Opinie Dermitopic

Jakie są Wasze doświadczenia ze stosowaniem maści Dermitopic w leczeniu atopowego zapalenia skóry? Czy zauważyliście poprawę w postaci zmniejszenia stanu zapalnego, ustąpienia świądu czy poprawy ogólnego komfortu skóry? Jak szybko zauważyliście efekty i czy lek okazał się skuteczny tam, gdzie inne terapie – np. sterydy miejscowe – zawiodły? Jakie działania niepożądane wystąpiły u Was podczas terapii? Czy pojawiło się pieczenie, zaczerwienienie, mrowienie, uczucie gorąca albo nasilenie opryszczki? A może lek był dobrze tolerowany i przyniósł oczekiwaną ulgę? Wasze opinie mogą okazać się bardzo cenne dla innych osób zmagających się z AZS, które dopiero rozważają rozpoczęcie leczenia Dermitopicem lub szukają alternatywy dla kortykosteroidów.

Wyodrębniony materiał:
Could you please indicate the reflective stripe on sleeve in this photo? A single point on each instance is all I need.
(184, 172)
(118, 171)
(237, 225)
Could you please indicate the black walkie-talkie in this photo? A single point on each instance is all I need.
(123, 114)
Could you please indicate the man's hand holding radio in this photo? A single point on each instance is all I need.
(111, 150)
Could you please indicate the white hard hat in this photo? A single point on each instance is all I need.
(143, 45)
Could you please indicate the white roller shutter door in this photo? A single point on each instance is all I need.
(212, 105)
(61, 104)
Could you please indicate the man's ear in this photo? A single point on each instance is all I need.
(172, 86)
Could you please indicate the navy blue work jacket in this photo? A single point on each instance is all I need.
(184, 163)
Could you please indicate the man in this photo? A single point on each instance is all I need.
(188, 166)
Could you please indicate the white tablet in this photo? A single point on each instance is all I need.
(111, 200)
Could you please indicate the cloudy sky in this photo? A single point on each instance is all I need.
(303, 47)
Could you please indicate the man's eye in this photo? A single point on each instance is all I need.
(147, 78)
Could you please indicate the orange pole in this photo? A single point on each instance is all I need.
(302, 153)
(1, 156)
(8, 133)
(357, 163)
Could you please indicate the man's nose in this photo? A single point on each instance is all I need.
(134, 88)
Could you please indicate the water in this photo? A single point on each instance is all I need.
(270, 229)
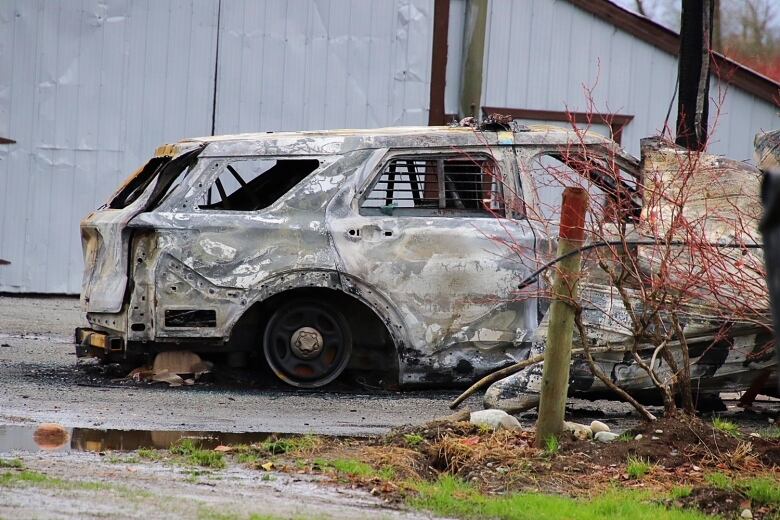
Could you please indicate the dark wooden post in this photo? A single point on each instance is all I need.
(694, 73)
(557, 355)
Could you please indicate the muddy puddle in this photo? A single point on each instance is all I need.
(51, 437)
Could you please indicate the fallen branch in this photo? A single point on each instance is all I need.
(603, 377)
(495, 376)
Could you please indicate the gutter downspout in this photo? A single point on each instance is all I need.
(474, 32)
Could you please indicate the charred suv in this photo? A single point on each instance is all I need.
(402, 249)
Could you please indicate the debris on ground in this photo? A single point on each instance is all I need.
(494, 419)
(667, 454)
(176, 368)
(51, 436)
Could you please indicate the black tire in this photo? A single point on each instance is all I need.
(307, 344)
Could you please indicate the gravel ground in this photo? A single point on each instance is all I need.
(41, 381)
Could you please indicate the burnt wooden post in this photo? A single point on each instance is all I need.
(557, 355)
(694, 73)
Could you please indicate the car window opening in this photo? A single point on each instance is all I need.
(138, 183)
(434, 185)
(251, 185)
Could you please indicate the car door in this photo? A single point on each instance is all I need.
(441, 235)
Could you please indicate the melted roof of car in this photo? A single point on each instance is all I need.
(323, 142)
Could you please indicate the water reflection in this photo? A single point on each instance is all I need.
(54, 437)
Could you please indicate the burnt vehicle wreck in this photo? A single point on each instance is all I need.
(403, 249)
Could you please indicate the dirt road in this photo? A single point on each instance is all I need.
(41, 381)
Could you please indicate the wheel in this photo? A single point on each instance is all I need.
(307, 344)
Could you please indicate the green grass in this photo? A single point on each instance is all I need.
(551, 445)
(679, 492)
(11, 463)
(452, 497)
(762, 490)
(41, 480)
(357, 468)
(725, 426)
(290, 445)
(771, 433)
(146, 453)
(414, 439)
(194, 455)
(637, 467)
(719, 480)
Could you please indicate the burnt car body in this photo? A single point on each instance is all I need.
(394, 249)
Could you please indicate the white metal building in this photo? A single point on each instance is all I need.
(89, 88)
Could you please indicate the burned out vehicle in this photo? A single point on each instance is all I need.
(403, 249)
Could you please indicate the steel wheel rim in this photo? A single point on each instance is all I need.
(322, 352)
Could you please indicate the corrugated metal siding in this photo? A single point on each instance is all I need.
(541, 52)
(323, 64)
(90, 88)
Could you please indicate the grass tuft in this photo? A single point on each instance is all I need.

Zadanie 1: Dla kogo, według tekstu o Dermitopicu, opinie mogą okazać się bardzo cenne?
Zadanie 2: Przepisz z tekstu o Dermitopicu fragment od „Jakie są Wasze” do „alternatywy dla kortykosteroidów.”, zmieniając w nim „świądu” na „swędzenia”.
Zadanie 3: Jakie działania niepożądane wymienia tekst o Dermitopicu? Podaj wszystkie.

Oczekiwana odpowiedź 1: Dla innych osób zmagających się z AZS, które dopiero rozważają rozpoczęcie leczenia Dermitopicem lub szukają alternatywy dla kortykosteroidów.

Oczekiwana odpowiedź 2:
Jakie są Wasze doświadczenia ze stosowaniem maści Dermitopic w leczeniu atopowego zapalenia skóry? Czy zauważyliście poprawę w postaci zmniejszenia stanu zapalnego, ustąpienia swędzenia czy poprawy ogólnego komfortu skóry? Jak szybko zauważyliście efekty i czy lek okazał się skuteczny tam, gdzie inne terapie – np. sterydy miejscowe – zawiodły? Jakie działania niepożądane wystąpiły u Was podczas terapii? Czy pojawiło się pieczenie, zaczerwienienie, mrowienie, uczucie gorąca albo nasilenie opryszczki? A może lek był dobrze tolerowany i przyniósł oczekiwaną ulgę? Wasze opinie mogą okazać się bardzo cenne dla innych osób zmagających się z AZS, które dopiero rozważają rozpoczęcie leczenia Dermitopicem lub szukają alternatywy dla kortykosteroidów.

Oczekiwana odpowiedź 3: pieczenie, zaczerwienienie, mrowienie, uczucie gorąca, nasilenie opryszczki